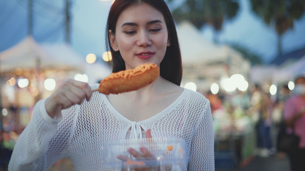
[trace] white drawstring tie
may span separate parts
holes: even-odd
[[[131,124],[131,130],[130,133],[131,139],[142,138],[142,131],[141,127],[136,122],[134,122]]]

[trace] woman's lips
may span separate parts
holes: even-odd
[[[139,53],[136,55],[141,59],[146,59],[152,56],[154,54],[154,53],[151,52],[144,52]]]

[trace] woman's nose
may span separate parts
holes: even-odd
[[[138,34],[138,40],[137,42],[137,45],[139,46],[146,47],[151,45],[149,33],[145,31],[141,31]]]

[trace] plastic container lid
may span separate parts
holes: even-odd
[[[135,159],[127,151],[131,148],[142,154],[140,148],[143,146],[155,157]],[[102,162],[117,169],[176,166],[189,157],[185,141],[177,137],[111,140],[105,142],[102,148]],[[117,157],[120,155],[126,159],[119,159]]]

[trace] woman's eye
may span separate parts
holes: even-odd
[[[150,29],[150,31],[152,32],[156,32],[161,30],[161,29]]]
[[[135,33],[135,31],[125,31],[125,34],[133,34]]]

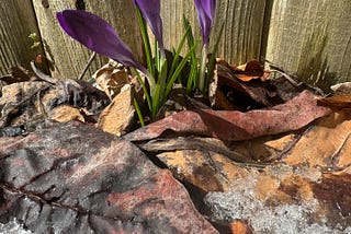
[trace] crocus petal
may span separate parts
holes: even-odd
[[[147,74],[147,70],[106,21],[80,10],[66,10],[58,12],[56,16],[64,31],[89,49]]]
[[[144,19],[150,26],[158,45],[163,50],[162,20],[160,16],[160,0],[134,0],[134,3],[140,9]]]
[[[216,0],[194,0],[194,4],[197,11],[202,40],[204,45],[207,45],[216,11]]]

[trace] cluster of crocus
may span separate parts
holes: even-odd
[[[145,45],[147,68],[137,61],[131,49],[124,42],[122,42],[113,27],[98,15],[81,10],[65,10],[57,13],[57,19],[60,26],[69,36],[89,49],[100,55],[110,57],[111,59],[114,59],[124,66],[132,67],[145,74],[149,89],[147,89],[145,81],[137,72],[138,80],[141,83],[146,95],[147,104],[150,110],[150,117],[152,118],[157,115],[160,107],[167,101],[168,94],[171,91],[173,83],[179,77],[181,70],[195,54],[194,51],[197,44],[193,43],[188,54],[182,59],[179,59],[184,40],[186,37],[189,38],[188,28],[178,49],[173,52],[171,67],[168,68],[163,48],[160,0],[133,0],[133,2],[136,5],[140,32]],[[194,0],[194,4],[197,10],[203,39],[202,62],[200,66],[200,72],[197,72],[200,75],[197,78],[199,81],[195,83],[196,87],[200,87],[201,91],[205,91],[206,58],[216,1]],[[145,22],[147,22],[149,25],[157,40],[154,55],[150,48]],[[197,69],[197,63],[192,63],[192,67]]]

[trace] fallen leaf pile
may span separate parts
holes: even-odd
[[[331,95],[217,61],[210,98],[177,86],[138,127],[140,89],[0,78],[0,223],[37,233],[351,233],[350,85]],[[206,101],[206,100],[205,100]],[[1,231],[1,226],[0,226]]]

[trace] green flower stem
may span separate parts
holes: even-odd
[[[200,67],[200,74],[199,74],[199,89],[201,92],[205,93],[207,87],[205,86],[206,82],[205,82],[205,72],[206,72],[206,62],[207,62],[207,50],[208,50],[208,47],[207,45],[205,44],[202,48],[202,60],[201,60],[201,67]]]

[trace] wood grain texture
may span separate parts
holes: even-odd
[[[49,8],[42,1],[34,0],[38,26],[42,33],[46,56],[54,61],[54,77],[77,79],[83,70],[92,51],[71,39],[58,25],[56,12],[77,9],[76,0],[50,0]],[[143,59],[143,44],[131,0],[83,0],[86,10],[93,12],[111,23],[120,37],[131,47],[134,55]],[[98,56],[90,66],[86,79],[106,62],[106,58]]]
[[[351,1],[275,0],[267,58],[327,87],[351,80]]]
[[[14,66],[30,68],[30,61],[43,47],[31,49],[31,33],[38,35],[31,1],[11,0],[0,4],[0,74]]]
[[[218,57],[234,65],[260,58],[265,2],[267,0],[217,1],[211,47],[216,42],[222,24],[225,23]],[[161,1],[166,48],[177,47],[183,36],[183,14],[190,20],[195,38],[201,38],[193,1]]]

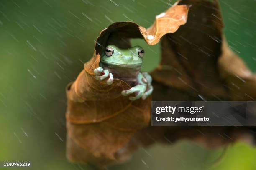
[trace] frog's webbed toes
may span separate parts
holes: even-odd
[[[113,83],[114,78],[112,73],[109,72],[108,70],[104,70],[102,68],[99,67],[94,69],[93,72],[96,75],[95,78],[98,80],[102,80],[108,78],[107,80],[107,84],[110,85]]]
[[[131,100],[135,100],[141,98],[146,90],[146,86],[143,85],[139,85],[132,87],[128,90],[123,90],[121,94],[123,96],[127,96],[131,94],[136,92],[136,96],[130,97],[129,98],[129,99]]]
[[[100,74],[103,71],[103,69],[100,67],[99,67],[98,68],[95,68],[93,70],[93,72],[97,75],[100,75]]]

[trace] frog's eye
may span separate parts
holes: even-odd
[[[105,50],[105,54],[107,57],[110,57],[114,54],[114,50],[110,47],[107,47]]]
[[[144,51],[143,48],[140,48],[138,50],[138,54],[139,55],[140,58],[143,58],[144,53],[145,53],[145,51]]]

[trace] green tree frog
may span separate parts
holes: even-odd
[[[152,78],[146,72],[140,72],[145,52],[136,46],[128,49],[120,49],[109,45],[102,54],[100,67],[94,70],[96,78],[100,81],[108,79],[107,83],[111,85],[114,78],[121,80],[132,88],[123,90],[122,95],[128,96],[134,93],[135,97],[130,97],[131,100],[141,98],[145,99],[153,90]]]

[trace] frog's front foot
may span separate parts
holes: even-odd
[[[122,92],[122,95],[126,96],[131,94],[136,93],[136,96],[129,98],[131,100],[135,100],[141,98],[143,100],[145,100],[152,94],[153,88],[151,85],[151,76],[148,73],[143,72],[139,75],[138,78],[138,84],[127,90],[123,90]]]
[[[110,73],[108,70],[104,70],[102,68],[99,67],[94,69],[93,72],[96,75],[95,77],[96,79],[99,80],[102,80],[107,78],[107,84],[109,85],[113,83],[114,78],[112,73]]]
[[[144,94],[147,87],[145,85],[138,85],[133,87],[127,90],[123,90],[122,92],[122,95],[126,96],[128,95],[133,93],[136,93],[135,97],[130,97],[129,99],[131,100],[135,100],[141,98]]]

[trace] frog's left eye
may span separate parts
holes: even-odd
[[[140,58],[142,58],[143,56],[144,56],[144,54],[145,53],[145,51],[143,50],[142,48],[140,48],[138,50],[138,54],[139,55],[139,56]]]
[[[110,57],[114,54],[114,50],[110,47],[107,47],[105,50],[105,54],[108,57]]]

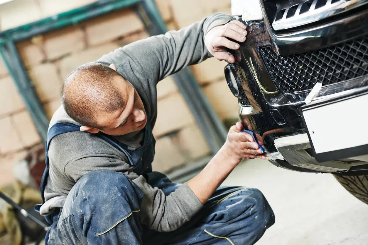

● ● ● ● ● ● ●

How many lines of the records contain the word "crocus"? Reply with the number alone.

2